SUPPLIED PASSAGE:
↓

The three great elemental sounds in nature are the sound of rain, the sound of wind in a primeval wood, and the sound of outer ocean on a beach. So said American writer and naturalist Henry Beston.
“My wish is to stay always like this, living quietly in a corner of nature.”
– Claude Monet, French artist and founder of French Impressionist Painting.
Someone wise once said simply, ‘Nature Heals’. Research reveals that environments can increase or reduce our stress, which, in turn, impacts our bodies. What we are seeing, hearing, experiencing at any moment is changing not only just our mood, but how our nervous, endocrine and immune systems work. In one study cited in the book Healing Gardens, researchers found that more than two-thirds of people choose a natural setting to retreat to when stressed.
Nature Heals at Niraamaya Retreats
Since Niraamaya is in the business of healing and wellness, at Niraamaya Retreats, bonding with nature is at the core of its wellness philosophy and its approach to hospitality. All of Niraamaya Retreats properties are swaddled by nature, set amidst pristine destinations, untrammeled by haphazard development. Nature plays a big role in the retreats’ wellness programmes.

↑

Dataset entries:
↓

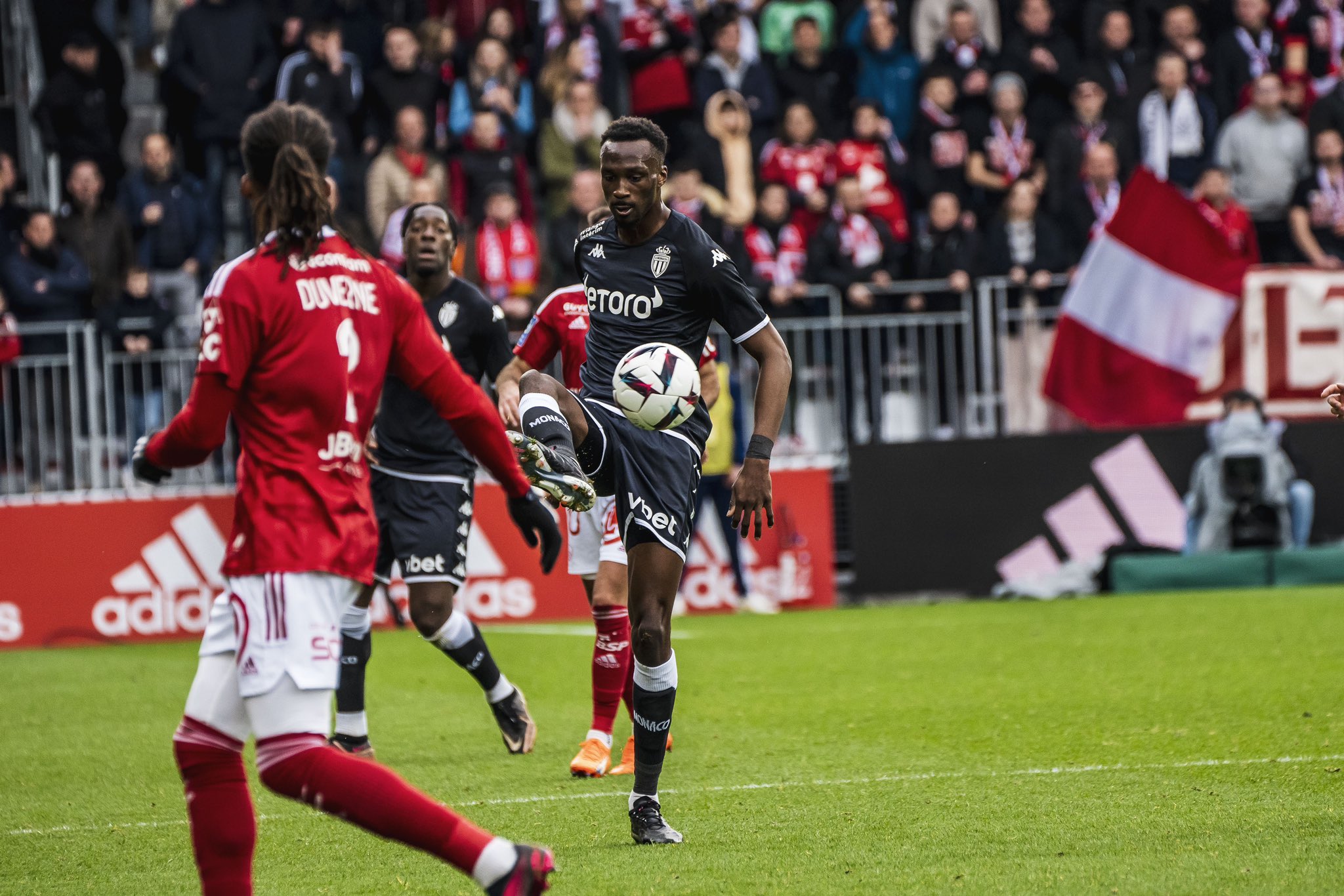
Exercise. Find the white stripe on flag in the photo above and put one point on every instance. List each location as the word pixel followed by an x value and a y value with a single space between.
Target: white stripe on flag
pixel 1139 305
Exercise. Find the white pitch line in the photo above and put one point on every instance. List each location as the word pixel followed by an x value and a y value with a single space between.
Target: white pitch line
pixel 777 785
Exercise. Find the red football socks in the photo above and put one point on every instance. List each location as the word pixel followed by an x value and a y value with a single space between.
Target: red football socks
pixel 363 793
pixel 610 665
pixel 223 828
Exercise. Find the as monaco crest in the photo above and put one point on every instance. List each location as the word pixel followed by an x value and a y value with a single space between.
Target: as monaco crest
pixel 662 258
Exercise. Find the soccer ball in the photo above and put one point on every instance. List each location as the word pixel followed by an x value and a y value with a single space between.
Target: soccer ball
pixel 656 386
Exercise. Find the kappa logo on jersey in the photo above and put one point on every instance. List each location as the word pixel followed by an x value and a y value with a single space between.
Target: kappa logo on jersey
pixel 448 314
pixel 171 587
pixel 660 261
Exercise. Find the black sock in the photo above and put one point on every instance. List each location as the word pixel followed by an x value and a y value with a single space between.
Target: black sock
pixel 652 724
pixel 476 659
pixel 354 659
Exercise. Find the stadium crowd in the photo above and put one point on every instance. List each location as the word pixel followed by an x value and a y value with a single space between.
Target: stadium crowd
pixel 847 144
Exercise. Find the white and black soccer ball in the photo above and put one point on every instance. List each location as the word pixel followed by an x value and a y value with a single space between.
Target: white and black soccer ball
pixel 656 386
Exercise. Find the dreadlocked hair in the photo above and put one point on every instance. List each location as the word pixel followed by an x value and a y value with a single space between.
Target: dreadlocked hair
pixel 285 151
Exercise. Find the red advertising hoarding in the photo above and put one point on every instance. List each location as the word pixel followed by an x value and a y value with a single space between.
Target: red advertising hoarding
pixel 137 570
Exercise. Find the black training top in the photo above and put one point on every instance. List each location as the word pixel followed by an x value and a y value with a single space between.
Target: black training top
pixel 667 289
pixel 411 437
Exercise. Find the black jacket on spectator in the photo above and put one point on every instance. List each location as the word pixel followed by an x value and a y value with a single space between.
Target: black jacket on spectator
pixel 186 229
pixel 222 55
pixel 79 119
pixel 387 92
pixel 308 79
pixel 102 243
pixel 828 91
pixel 1230 66
pixel 1047 92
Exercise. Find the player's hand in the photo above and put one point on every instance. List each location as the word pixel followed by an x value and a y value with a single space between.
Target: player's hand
pixel 140 465
pixel 537 524
pixel 751 497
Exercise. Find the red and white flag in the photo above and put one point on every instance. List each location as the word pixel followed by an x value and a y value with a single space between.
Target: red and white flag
pixel 1145 311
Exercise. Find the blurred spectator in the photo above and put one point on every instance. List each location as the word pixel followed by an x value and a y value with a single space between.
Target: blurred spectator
pixel 964 57
pixel 1265 152
pixel 576 22
pixel 929 23
pixel 391 173
pixel 1242 55
pixel 724 69
pixel 804 164
pixel 405 81
pixel 778 257
pixel 1118 66
pixel 507 256
pixel 96 232
pixel 1090 203
pixel 1024 245
pixel 854 249
pixel 944 249
pixel 938 146
pixel 823 79
pixel 1177 125
pixel 77 116
pixel 12 214
pixel 423 190
pixel 658 46
pixel 585 195
pixel 487 159
pixel 1045 60
pixel 1072 140
pixel 1181 35
pixel 135 324
pixel 328 78
pixel 778 18
pixel 1214 201
pixel 220 55
pixel 889 73
pixel 492 82
pixel 570 140
pixel 45 283
pixel 1316 216
pixel 171 225
pixel 723 155
pixel 877 159
pixel 1004 147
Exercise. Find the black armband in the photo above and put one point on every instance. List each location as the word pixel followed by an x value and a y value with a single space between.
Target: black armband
pixel 760 448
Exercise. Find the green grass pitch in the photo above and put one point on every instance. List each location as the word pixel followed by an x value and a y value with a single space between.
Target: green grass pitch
pixel 1108 746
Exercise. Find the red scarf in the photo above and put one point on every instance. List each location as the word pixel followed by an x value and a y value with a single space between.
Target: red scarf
pixel 507 260
pixel 411 161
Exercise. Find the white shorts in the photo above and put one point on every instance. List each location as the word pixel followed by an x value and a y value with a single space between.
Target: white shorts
pixel 277 624
pixel 595 538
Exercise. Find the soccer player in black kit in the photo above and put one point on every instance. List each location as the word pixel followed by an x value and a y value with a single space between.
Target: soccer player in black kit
pixel 651 275
pixel 423 493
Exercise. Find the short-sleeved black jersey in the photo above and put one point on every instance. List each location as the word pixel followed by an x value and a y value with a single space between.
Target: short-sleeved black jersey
pixel 667 289
pixel 411 437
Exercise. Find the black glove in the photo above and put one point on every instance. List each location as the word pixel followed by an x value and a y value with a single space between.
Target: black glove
pixel 140 465
pixel 534 520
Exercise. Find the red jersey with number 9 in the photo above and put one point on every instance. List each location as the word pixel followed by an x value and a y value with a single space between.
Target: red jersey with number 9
pixel 306 346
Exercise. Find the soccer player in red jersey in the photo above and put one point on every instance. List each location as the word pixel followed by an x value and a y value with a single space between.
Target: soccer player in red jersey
pixel 597 555
pixel 297 338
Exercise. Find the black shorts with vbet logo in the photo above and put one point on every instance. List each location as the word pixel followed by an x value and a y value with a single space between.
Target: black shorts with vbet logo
pixel 654 476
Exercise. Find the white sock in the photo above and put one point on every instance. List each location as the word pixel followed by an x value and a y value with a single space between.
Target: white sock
pixel 501 689
pixel 496 860
pixel 453 633
pixel 352 723
pixel 656 678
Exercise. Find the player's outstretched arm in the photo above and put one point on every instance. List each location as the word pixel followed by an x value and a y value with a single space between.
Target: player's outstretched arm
pixel 751 488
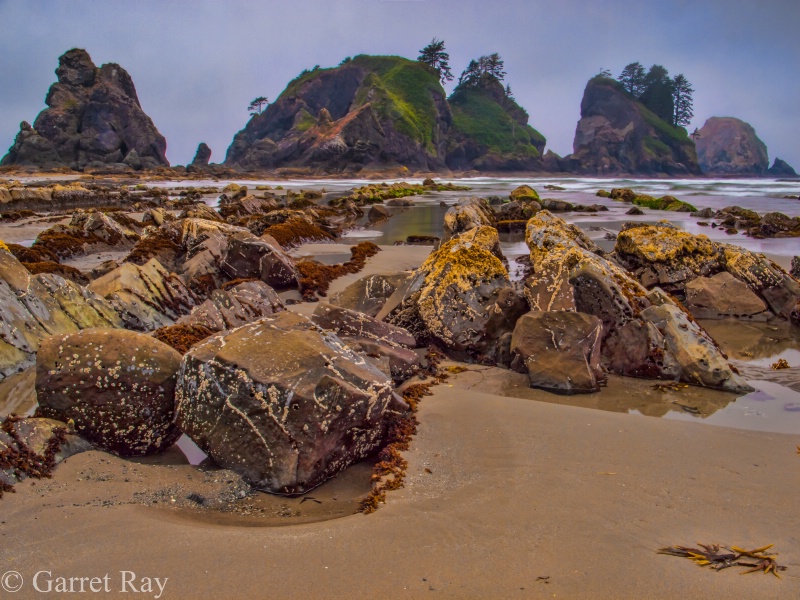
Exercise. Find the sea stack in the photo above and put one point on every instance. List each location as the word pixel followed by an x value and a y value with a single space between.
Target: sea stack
pixel 93 122
pixel 729 146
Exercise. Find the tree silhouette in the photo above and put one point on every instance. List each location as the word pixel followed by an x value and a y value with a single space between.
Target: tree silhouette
pixel 258 105
pixel 682 99
pixel 632 79
pixel 434 56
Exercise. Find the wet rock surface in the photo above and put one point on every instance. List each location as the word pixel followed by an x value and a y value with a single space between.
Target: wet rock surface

↑

WHAT THIS EXERCISE ASKS:
A. In the passage on nature and healing, what share of people in the study cited in the book Healing Gardens choose a natural setting to retreat to when stressed?
B. Write what comes next in the passage on nature and healing, starting after its final sentence.

YOUR RESPONSES:
A. More than two-thirds of people.

B.
The neophyte or Niraamaya Retreats’ most recent opening is a gateway to the natural wonder of India’s biggest, and most picturesque, lake. Practically every villa opens to the view of the blue-green hued backwaters. Step out of your four-poster bed in the morning, throw open the curtains and step out on the porch, and what you have is a view that’s worth a million bucks. Little fishing boats bobbing on the calm waters, either making their way to the canal-fringed villages after a night of fishing, or away from them for a day-long trip. Large wood-and-cane pleasure boats or Kettuvallams that take travellers and tourists on pleasure rides, lazily making their way over azure waters. Canoes carrying goods and people along the lake lifeline.
When guests step out of their villa/suites, a tropical paradise awaits them. They walk into an open landscaped ground from where the view of the backwaters is equally fetching. The crescent-shaped waterbody, close to the tharavadu that houses the reception area and restaurants, is a healing expanse of blue. The experiences of the destination—from canoe and Kettuvalam cruises to bonding with artisans, toddy tappers, coir makers and coconut tree climbers—are opportunities to re-establish bonds with natural surroundings.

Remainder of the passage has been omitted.